◆ **Data shown**

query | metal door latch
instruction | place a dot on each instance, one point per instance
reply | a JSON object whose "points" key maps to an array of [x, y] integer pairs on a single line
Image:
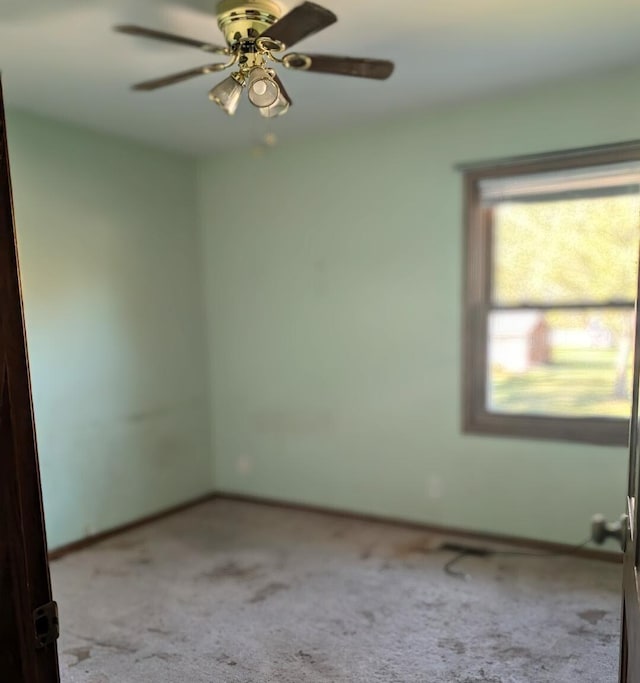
{"points": [[46, 624], [601, 530]]}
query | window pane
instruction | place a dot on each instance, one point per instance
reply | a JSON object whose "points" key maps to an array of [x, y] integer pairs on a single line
{"points": [[561, 363], [569, 251]]}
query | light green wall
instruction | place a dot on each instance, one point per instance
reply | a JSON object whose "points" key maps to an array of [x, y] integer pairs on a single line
{"points": [[333, 294], [107, 234]]}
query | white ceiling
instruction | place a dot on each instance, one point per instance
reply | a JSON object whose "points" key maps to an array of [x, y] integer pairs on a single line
{"points": [[61, 59]]}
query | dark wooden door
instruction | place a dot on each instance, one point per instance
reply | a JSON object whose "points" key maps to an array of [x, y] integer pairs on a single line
{"points": [[28, 621], [630, 636]]}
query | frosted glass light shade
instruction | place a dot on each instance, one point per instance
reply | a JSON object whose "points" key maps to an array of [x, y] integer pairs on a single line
{"points": [[227, 94], [263, 90]]}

◆ **Written task**
Write the records out again, swapping every "place a dot" for "put a mark" and changing nothing else. Omit the pictures.

◆ **The completed task**
query | metal door latch
instruction | put a mark on each instance, one point per instance
reply | a JSON object whose "points" key maps to an array of [x, y] integer pairs on a single line
Image:
{"points": [[46, 624], [601, 530]]}
query | window pane
instruction | put a mark on each instance, one point per instance
reply | a JSON object whose "points" key maps to an array of [x, y] integer pairs on a single line
{"points": [[561, 363], [569, 251]]}
query | light green wall
instruction | put a mark on each instance, one point per instance
reply | a JSON object whose "points" key maps to an array of [x, y] integer pairs on a single line
{"points": [[333, 294], [107, 234]]}
query | white ceiling
instruction | put a mark on each instance, one point per instance
reply | a JSON object whose "points" key maps to an array of [x, y] integer pairs on a single line
{"points": [[61, 59]]}
query | dark wooden door
instruction | put a mark on each instance, one point per instance
reply | a JSON object whose "points" key maps to an array of [x, y] integer pairs on a single line
{"points": [[28, 621], [630, 636]]}
query | frosted glass light shade
instruction | put a mark on each instance, one point per instance
reply | a JSON object whose "points" key maps to an array of [x, y] integer pairs on a single line
{"points": [[227, 94], [263, 90]]}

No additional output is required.